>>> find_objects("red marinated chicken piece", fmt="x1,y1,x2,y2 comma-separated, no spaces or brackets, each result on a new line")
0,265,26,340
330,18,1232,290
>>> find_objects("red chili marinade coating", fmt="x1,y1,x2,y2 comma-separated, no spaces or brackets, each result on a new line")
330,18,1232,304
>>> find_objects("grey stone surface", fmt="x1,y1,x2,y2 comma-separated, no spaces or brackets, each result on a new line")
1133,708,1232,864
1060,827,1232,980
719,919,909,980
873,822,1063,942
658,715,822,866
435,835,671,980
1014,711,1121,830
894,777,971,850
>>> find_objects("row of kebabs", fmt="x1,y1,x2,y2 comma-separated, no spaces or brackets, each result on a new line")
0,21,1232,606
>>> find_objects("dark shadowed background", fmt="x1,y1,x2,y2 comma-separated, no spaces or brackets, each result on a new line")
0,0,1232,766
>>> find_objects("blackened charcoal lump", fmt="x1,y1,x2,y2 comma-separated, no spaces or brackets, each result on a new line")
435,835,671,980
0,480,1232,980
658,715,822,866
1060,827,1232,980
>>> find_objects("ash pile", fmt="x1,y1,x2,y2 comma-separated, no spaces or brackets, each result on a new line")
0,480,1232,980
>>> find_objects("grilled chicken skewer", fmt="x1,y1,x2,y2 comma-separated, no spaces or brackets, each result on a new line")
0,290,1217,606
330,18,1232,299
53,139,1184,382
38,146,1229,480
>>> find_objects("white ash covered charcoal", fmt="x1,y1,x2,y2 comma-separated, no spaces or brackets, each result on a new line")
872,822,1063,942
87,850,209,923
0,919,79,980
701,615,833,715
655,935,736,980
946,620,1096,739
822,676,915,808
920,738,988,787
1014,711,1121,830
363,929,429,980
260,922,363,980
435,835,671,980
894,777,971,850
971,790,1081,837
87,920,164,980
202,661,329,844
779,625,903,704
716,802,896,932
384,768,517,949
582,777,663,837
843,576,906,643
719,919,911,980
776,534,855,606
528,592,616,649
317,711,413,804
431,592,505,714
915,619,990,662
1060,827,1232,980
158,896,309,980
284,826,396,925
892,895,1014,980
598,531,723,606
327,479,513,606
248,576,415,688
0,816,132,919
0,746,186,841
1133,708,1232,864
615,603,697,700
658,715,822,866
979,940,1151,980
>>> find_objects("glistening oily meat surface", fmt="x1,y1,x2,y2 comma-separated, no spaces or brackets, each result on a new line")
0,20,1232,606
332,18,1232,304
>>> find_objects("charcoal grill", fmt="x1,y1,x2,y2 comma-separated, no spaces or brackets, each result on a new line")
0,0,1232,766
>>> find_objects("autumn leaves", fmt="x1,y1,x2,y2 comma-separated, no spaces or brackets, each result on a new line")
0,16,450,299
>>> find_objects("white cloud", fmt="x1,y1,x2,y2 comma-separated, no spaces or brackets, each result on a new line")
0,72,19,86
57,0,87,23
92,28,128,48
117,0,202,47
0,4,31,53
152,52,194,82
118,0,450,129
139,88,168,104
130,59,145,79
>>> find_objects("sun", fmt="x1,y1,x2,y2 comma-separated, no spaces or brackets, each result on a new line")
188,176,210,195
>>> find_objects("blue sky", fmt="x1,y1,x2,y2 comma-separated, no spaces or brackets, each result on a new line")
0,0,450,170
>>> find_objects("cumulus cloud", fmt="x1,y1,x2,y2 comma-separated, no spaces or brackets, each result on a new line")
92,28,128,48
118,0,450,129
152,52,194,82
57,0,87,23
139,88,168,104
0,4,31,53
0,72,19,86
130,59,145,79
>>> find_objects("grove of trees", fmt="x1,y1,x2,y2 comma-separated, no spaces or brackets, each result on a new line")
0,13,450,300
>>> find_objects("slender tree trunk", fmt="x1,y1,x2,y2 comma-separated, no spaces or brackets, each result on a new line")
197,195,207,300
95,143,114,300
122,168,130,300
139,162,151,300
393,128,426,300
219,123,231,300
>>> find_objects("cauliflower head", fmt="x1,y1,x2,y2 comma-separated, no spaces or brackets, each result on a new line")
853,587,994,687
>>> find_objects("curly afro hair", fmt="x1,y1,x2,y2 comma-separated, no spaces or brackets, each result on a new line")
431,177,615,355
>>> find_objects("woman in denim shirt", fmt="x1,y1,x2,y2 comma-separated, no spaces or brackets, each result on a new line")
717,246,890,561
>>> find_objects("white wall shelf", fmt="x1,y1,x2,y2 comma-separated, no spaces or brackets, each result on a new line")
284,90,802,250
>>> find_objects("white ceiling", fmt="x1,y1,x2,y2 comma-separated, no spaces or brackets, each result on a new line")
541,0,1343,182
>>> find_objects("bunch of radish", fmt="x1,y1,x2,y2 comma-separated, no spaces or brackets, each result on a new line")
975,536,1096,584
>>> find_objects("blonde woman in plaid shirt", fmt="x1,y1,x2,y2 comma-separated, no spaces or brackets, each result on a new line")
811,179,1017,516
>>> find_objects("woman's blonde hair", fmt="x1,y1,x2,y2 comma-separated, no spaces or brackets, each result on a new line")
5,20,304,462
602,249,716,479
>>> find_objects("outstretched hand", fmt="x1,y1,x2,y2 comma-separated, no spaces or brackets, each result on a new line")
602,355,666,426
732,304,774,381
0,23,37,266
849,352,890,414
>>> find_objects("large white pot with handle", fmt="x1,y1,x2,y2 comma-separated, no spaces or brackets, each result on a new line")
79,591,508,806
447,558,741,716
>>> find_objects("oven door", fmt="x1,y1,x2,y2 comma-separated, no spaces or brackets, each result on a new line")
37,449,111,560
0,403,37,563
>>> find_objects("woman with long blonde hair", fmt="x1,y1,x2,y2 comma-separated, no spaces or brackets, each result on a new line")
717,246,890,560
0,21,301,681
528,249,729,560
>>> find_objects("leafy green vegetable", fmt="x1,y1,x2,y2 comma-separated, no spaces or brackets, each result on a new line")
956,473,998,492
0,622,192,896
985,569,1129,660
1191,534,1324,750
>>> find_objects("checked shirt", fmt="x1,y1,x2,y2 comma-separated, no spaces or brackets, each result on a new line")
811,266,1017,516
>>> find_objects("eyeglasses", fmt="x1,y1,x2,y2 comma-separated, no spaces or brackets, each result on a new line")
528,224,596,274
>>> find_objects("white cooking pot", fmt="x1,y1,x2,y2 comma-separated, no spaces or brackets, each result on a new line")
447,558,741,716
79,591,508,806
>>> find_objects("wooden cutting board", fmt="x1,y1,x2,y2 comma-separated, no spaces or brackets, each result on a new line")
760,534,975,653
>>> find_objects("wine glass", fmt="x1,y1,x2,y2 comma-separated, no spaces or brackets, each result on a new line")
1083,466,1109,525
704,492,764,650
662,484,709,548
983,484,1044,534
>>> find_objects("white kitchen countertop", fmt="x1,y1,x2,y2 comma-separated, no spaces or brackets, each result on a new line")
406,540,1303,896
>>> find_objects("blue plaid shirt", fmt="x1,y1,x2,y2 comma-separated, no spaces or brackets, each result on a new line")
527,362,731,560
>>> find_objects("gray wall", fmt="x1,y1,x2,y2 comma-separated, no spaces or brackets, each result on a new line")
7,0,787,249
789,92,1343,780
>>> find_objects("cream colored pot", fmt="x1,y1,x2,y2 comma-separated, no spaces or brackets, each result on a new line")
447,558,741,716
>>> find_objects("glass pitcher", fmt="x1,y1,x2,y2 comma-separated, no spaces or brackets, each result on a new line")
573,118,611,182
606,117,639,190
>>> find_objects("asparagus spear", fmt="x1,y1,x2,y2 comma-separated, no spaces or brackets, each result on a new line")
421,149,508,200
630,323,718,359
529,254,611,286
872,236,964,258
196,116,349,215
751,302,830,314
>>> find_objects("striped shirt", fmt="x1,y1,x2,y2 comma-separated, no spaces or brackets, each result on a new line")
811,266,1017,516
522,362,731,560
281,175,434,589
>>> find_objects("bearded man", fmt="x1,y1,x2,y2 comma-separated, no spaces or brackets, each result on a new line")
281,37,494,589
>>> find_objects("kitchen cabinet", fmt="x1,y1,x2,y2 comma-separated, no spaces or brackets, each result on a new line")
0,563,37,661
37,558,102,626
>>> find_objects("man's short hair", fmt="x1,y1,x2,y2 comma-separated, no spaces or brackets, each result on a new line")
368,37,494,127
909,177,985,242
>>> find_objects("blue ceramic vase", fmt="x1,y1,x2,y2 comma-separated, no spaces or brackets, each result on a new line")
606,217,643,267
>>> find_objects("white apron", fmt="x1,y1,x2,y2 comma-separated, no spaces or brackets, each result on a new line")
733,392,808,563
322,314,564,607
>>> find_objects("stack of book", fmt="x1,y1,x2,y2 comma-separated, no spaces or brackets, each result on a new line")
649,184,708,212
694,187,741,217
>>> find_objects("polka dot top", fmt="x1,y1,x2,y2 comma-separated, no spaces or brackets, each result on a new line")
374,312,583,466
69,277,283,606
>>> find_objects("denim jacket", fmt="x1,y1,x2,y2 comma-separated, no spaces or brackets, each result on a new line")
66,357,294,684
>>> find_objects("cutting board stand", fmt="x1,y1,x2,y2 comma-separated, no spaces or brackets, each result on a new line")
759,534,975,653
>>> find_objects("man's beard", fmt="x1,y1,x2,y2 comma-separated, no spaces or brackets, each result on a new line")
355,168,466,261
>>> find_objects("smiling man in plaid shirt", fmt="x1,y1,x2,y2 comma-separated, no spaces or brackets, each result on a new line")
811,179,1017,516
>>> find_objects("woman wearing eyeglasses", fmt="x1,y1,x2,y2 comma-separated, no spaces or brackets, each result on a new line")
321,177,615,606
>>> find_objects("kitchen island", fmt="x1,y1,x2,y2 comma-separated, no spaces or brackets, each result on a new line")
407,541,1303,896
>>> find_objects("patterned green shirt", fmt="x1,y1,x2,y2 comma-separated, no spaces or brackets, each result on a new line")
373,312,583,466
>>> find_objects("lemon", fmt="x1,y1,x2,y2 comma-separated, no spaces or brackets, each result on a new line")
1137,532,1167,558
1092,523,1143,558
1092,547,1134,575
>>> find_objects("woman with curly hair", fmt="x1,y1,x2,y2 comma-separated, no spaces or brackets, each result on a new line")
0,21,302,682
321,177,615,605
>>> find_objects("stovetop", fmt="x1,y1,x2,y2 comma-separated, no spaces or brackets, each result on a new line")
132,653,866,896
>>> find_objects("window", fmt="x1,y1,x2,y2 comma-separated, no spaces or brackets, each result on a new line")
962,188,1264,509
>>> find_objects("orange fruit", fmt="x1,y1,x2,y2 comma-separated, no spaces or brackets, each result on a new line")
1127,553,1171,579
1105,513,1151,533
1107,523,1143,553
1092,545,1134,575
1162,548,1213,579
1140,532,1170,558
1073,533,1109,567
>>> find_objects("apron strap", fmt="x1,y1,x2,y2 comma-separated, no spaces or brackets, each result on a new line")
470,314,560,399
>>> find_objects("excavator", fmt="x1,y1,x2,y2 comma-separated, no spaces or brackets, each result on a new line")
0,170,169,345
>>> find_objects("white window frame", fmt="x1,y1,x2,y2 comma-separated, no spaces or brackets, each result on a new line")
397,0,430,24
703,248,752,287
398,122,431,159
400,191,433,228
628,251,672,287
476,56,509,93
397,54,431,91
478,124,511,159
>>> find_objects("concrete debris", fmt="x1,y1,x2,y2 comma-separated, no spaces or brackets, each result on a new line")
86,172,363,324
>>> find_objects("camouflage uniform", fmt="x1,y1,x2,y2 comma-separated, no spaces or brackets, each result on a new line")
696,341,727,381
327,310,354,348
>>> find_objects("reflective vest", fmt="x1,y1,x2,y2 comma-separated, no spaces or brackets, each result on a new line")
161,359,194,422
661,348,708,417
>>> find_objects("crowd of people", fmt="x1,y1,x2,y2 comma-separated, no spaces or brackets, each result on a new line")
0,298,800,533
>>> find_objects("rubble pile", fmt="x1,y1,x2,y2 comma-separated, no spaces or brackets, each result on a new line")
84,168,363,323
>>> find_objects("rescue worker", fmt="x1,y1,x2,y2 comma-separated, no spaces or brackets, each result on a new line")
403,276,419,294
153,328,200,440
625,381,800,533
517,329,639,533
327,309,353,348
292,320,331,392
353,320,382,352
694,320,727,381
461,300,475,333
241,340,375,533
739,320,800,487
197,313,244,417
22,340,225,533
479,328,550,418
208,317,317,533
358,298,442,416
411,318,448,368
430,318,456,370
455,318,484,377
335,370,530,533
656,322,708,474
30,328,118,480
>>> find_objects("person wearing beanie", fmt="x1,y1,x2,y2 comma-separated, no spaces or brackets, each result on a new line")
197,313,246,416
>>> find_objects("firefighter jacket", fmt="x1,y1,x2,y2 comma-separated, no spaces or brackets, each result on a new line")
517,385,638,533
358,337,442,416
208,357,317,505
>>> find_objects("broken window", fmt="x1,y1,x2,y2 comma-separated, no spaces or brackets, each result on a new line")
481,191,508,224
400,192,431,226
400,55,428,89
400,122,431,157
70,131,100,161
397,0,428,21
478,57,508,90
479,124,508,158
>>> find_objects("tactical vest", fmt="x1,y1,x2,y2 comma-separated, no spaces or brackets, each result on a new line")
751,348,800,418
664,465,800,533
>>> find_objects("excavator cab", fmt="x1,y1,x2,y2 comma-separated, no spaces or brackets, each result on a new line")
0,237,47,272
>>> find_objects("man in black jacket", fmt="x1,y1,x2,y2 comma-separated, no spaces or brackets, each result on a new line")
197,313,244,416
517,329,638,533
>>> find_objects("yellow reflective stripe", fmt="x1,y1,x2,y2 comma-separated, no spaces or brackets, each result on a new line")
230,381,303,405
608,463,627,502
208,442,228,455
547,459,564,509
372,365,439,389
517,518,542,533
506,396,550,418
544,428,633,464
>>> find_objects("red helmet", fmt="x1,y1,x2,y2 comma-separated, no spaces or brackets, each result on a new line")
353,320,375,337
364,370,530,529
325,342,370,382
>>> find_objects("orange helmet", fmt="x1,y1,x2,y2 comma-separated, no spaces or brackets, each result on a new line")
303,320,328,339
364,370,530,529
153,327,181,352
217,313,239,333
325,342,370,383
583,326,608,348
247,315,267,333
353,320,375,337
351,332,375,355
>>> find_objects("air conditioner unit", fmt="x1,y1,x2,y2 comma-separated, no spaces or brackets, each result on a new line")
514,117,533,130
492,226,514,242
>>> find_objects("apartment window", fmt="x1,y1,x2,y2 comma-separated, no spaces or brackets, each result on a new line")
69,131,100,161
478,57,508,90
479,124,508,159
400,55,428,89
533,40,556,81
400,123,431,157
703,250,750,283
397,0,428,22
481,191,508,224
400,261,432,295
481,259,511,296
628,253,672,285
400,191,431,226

WORK TO BE COMPLETED: Report every line in the records above that contains the string "excavator", copying each such line in full.

OUTPUT FOR THIS TASK:
>>> find_objects("excavator", fmt="x1,y1,x2,y2 comma-separated, no spaces or brackets, each result on a new line")
>>> find_objects("excavator cab", fmt="x1,y1,x2,y2 comma-separated, no spaces or brackets, each result on a new line")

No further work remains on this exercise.